(Extracted data entries)
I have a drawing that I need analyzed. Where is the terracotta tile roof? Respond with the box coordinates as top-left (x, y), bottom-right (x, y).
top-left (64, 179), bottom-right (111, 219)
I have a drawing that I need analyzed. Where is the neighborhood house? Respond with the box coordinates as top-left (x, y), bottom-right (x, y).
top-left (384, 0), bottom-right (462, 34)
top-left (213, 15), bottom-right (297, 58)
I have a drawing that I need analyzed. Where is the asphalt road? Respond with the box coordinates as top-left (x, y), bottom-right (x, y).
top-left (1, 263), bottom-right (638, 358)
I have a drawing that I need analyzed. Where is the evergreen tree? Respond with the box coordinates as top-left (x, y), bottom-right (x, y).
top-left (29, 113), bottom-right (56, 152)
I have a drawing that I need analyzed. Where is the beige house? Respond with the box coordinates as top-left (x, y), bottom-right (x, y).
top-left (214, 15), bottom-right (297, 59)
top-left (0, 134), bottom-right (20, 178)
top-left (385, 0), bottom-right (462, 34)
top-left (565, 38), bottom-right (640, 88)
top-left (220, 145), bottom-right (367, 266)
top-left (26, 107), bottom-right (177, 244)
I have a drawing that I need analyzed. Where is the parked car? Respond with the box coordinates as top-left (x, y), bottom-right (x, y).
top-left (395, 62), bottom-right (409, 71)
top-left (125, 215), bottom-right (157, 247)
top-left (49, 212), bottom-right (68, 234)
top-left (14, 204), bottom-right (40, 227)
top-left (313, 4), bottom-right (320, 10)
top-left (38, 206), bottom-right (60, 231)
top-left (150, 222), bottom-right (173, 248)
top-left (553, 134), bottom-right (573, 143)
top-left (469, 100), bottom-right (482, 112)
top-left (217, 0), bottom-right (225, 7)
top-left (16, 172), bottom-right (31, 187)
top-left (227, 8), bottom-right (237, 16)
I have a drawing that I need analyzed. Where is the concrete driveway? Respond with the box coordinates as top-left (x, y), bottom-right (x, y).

Task prompt
All of the entries must be printed again exactly as given.

Your response
I have a drawing that I need analyzed. Where is the terracotta tile roof? Respond with the box coordinates as top-left (x, y), bottom-right (x, y).
top-left (64, 179), bottom-right (111, 219)
I have a drawing that I need analyzed. Where is the neighborhood house? Respond with the box coordinates as top-left (x, y), bottom-right (x, y).
top-left (384, 0), bottom-right (462, 34)
top-left (213, 15), bottom-right (297, 58)
I have a drawing that I need analyzed. Where is the asphalt road? Respond with the box coordinates as top-left (x, y), bottom-right (x, y).
top-left (1, 263), bottom-right (638, 358)
I have a drawing that I need analyzed. Where is the evergreen tree? Respond with the box coordinates as top-left (x, y), bottom-right (x, y).
top-left (29, 113), bottom-right (56, 152)
I have a drawing that I need analyzed. Where is the beige house? Respond with the box coordinates as top-left (x, y), bottom-right (x, y).
top-left (214, 15), bottom-right (297, 59)
top-left (0, 134), bottom-right (20, 178)
top-left (385, 0), bottom-right (462, 34)
top-left (565, 38), bottom-right (640, 88)
top-left (220, 145), bottom-right (367, 266)
top-left (26, 107), bottom-right (177, 244)
I have a drawing that I need analyzed. Where is the parked car? Respond with the box coordinates as top-left (x, y), bottom-right (x, y).
top-left (395, 62), bottom-right (409, 71)
top-left (125, 215), bottom-right (157, 247)
top-left (49, 212), bottom-right (68, 234)
top-left (14, 204), bottom-right (40, 227)
top-left (313, 4), bottom-right (320, 10)
top-left (38, 206), bottom-right (60, 231)
top-left (150, 222), bottom-right (173, 248)
top-left (553, 134), bottom-right (573, 143)
top-left (469, 100), bottom-right (482, 112)
top-left (217, 0), bottom-right (225, 7)
top-left (16, 172), bottom-right (31, 187)
top-left (227, 8), bottom-right (237, 16)
I have a drawing that I need analyzed. Where is the concrete driveway? Respond with the box coordinates as top-left (x, y), bottom-right (x, y).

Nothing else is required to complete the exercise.